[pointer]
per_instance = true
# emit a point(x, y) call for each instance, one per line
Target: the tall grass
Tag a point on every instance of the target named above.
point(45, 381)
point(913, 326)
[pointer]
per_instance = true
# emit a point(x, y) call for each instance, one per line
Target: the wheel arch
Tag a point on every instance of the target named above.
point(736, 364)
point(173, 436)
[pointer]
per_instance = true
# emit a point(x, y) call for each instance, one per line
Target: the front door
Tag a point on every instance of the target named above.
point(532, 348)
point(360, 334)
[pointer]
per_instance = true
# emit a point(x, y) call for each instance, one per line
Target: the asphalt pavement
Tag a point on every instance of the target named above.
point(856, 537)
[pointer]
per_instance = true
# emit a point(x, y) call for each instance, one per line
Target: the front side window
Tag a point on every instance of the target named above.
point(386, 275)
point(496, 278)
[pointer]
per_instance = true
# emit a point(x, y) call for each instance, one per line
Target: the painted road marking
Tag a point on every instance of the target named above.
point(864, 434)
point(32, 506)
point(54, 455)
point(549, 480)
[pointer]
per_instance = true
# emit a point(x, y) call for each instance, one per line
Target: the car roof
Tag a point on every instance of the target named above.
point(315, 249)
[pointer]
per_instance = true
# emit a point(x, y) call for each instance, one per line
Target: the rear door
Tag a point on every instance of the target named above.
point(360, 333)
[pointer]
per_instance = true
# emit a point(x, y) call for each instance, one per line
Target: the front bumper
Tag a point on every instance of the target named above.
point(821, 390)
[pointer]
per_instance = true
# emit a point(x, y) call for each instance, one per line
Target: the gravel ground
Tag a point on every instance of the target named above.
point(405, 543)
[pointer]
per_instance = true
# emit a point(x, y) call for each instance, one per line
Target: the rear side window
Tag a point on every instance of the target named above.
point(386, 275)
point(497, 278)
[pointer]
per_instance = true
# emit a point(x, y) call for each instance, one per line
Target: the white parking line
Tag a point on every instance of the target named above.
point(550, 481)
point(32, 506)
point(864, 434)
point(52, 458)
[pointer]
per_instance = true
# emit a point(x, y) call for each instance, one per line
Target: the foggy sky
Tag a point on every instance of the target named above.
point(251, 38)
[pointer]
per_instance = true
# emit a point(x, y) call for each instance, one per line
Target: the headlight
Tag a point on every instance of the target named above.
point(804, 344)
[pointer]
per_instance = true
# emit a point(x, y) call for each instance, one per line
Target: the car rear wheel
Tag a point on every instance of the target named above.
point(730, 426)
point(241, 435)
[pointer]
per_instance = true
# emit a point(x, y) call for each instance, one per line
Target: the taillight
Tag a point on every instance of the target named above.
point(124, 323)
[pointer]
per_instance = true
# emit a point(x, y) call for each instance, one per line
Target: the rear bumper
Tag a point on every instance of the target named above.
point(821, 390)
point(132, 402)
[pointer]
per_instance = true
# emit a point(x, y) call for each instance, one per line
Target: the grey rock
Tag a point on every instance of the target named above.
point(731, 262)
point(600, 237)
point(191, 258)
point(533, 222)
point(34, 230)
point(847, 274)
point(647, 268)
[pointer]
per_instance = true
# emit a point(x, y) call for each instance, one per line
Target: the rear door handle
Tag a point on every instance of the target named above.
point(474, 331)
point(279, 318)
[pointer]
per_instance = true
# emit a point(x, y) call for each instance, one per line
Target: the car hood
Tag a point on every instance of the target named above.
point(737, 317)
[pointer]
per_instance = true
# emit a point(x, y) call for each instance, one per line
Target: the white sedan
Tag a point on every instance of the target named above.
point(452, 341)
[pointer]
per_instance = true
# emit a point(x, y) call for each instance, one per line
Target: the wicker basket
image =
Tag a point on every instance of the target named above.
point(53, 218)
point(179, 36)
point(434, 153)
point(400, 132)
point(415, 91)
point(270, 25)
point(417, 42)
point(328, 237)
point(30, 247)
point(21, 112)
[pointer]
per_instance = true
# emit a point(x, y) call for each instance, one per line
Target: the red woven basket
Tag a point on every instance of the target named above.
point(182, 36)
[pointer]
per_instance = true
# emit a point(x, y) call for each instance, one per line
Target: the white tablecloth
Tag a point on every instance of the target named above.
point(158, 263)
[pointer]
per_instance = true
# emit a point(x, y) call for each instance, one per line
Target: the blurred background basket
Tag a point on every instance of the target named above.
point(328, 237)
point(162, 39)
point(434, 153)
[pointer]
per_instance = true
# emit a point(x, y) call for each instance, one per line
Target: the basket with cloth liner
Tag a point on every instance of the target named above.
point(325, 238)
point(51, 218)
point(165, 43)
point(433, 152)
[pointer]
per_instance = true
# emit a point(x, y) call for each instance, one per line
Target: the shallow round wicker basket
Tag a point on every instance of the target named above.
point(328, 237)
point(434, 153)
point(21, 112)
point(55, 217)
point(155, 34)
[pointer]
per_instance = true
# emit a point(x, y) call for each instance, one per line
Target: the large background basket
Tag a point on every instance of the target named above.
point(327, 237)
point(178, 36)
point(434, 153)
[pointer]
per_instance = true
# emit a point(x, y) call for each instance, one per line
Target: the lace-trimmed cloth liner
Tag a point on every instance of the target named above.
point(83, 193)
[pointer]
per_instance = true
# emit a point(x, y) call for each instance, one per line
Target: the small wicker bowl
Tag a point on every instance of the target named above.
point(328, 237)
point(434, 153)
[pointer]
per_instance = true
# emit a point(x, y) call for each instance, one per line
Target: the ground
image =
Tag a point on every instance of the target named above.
++++
• [What the task requires] Set down the whole listing once more, precisely as written.

• [Solved problem]
[pointer]
per_instance = true
# emit a point(x, y) call for each instance, one per line
Target: the tall grass
Tag a point on every instance of the target named above.
point(45, 381)
point(913, 326)
[pointer]
per_instance = true
# emit a point(x, y) call for each instance, one per line
Target: the wheel arch
Tag a point on every instance of the target named above.
point(736, 364)
point(173, 436)
[pointer]
per_instance = true
# emit a point(x, y) call for each instance, one per line
Target: the front door
Tag a point on every instance of the target named above.
point(532, 348)
point(360, 334)
[pointer]
per_instance = true
# emit a point(x, y) call for each instance, one per line
Target: the asphalt pavement
Tag a point on every instance of the target named above.
point(856, 537)
[pointer]
per_instance = true
# emit a point(x, y) call for each instance, one per line
Target: the front side window
Tag a point on every instance of the target named above.
point(386, 275)
point(496, 278)
[pointer]
per_instance = true
# emit a point(x, y) call for each instance, one per line
Target: the painted road marking
Tag a point on every instance of the target named above.
point(864, 434)
point(32, 506)
point(54, 455)
point(549, 480)
[pointer]
per_instance = true
# emit a point(x, y) call for each instance, one per line
Target: the car roof
Tag a point on every instance of the target named above.
point(315, 249)
[pointer]
per_instance = true
# emit a point(x, y) call for each instance, one per line
Target: the rear door
Tag a point on every instance of the target named above.
point(360, 333)
[pointer]
per_instance = true
# emit a point(x, y) call for each instance, one per line
Target: the front bumper
Tag a point on every instance of the target named above.
point(821, 390)
[pointer]
per_instance = true
# emit a point(x, y) call for each instance, one per line
Target: the gravel ground
Tag a point on every instance of the target named above.
point(405, 543)
[pointer]
per_instance = true
# emit a point(x, y) call for each instance, one per line
Target: the rear side window
Tag a point on every instance of the target named above.
point(386, 275)
point(497, 278)
[pointer]
per_instance = true
# emit a point(x, y) call for each instance, one per line
Target: the white parking line
Tag a point on every instance of the target named above.
point(550, 481)
point(32, 506)
point(864, 434)
point(52, 458)
[pointer]
per_instance = true
# emit a point(x, y) call for each instance, one per line
Target: the foggy sky
Tag a point on every instance of the target named above.
point(251, 38)
[pointer]
per_instance = true
# emit a point(x, y) call for each instance, one per line
Target: the headlight
Tag a point on every instance of the target named above.
point(804, 344)
[pointer]
per_instance = true
# emit a point(x, y) call for each instance, one per line
Target: the car rear wheel
Tag a point on every instance of the target named above.
point(730, 426)
point(241, 435)
[pointer]
per_instance = true
# emit a point(x, y) call for each instance, one per line
Target: the taillight
Tag a point on every instance of the target named above.
point(124, 323)
[pointer]
per_instance = true
# emit a point(x, y) call for each instance, one per line
Target: the rear bumper
Tag a point on every instance of the target named above.
point(821, 390)
point(132, 402)
[pointer]
per_instance = true
# emit a point(x, y) call for each instance, one per line
Target: the grey rock
Tag a point on every instance of the target named above.
point(731, 262)
point(600, 237)
point(191, 258)
point(533, 222)
point(34, 230)
point(847, 274)
point(647, 268)
[pointer]
per_instance = true
# emit a point(x, y) call for each instance, one per line
Target: the rear door handle
Tag a point on every instance of the target named above.
point(474, 331)
point(279, 318)
[pointer]
per_instance = true
# emit a point(x, y) call for each instance, one per line
Target: the car hood
Tag a point on every instance of the target named above.
point(737, 317)
[pointer]
per_instance = true
# emit a point(x, y) call for each instance, one per line
Target: the white sedan
Tag a point on every instance of the target named above.
point(452, 341)
[pointer]
per_instance = true
# emit a point(x, y) call for each instance, one per line
Target: the wicker basket
image =
Tag a point on every instance of the target named above.
point(53, 218)
point(179, 36)
point(434, 153)
point(400, 132)
point(415, 91)
point(270, 25)
point(417, 42)
point(328, 237)
point(30, 247)
point(21, 112)
[pointer]
per_instance = true
# emit a point(x, y) call for each instance, one per line
Target: the red woven basket
Tag a point on every instance of the target named above.
point(182, 36)
[pointer]
per_instance = true
# emit a point(x, y) call for each instance, one per line
Target: the white tablecloth
Tag a point on every instance of the target named above.
point(158, 263)
[pointer]
per_instance = true
# emit a point(x, y) call for each instance, one per line
Target: the blurred background basket
Tag a point on every instance of the target named above.
point(328, 237)
point(162, 39)
point(434, 153)
[pointer]
per_instance = true
# emit a point(x, y) call for each instance, one per line
Target: the basket with cloth liner
Tag a point on every instance of the target named above.
point(325, 238)
point(51, 218)
point(165, 43)
point(433, 152)
[pointer]
per_instance = true
# emit a point(x, y) call for each instance, one per line
Target: the shallow round wicker basket
Tag a point on every instance of the target named above.
point(328, 237)
point(434, 153)
point(21, 112)
point(55, 217)
point(155, 34)
[pointer]
per_instance = true
# emit a point(x, y) call for each instance, one per line
Target: the large background basket
Tag a point on every instance of the target named above.
point(327, 237)
point(178, 36)
point(434, 153)
[pointer]
per_instance = true
# emit a point(x, y) call for each instance, one per line
Target: the lace-trimmed cloth liner
Tag a point on every instance of the target named above.
point(83, 193)
[pointer]
per_instance = true
# emit a point(x, y) call for each instance, one per line
Target: the small wicker bowl
Tag a point on every instance of the target named above.
point(328, 237)
point(434, 153)
[pointer]
per_instance = true
# emit a point(x, y) call for each instance, one per line
Target: the ground
image =
Tag a point on every instance of the target named above.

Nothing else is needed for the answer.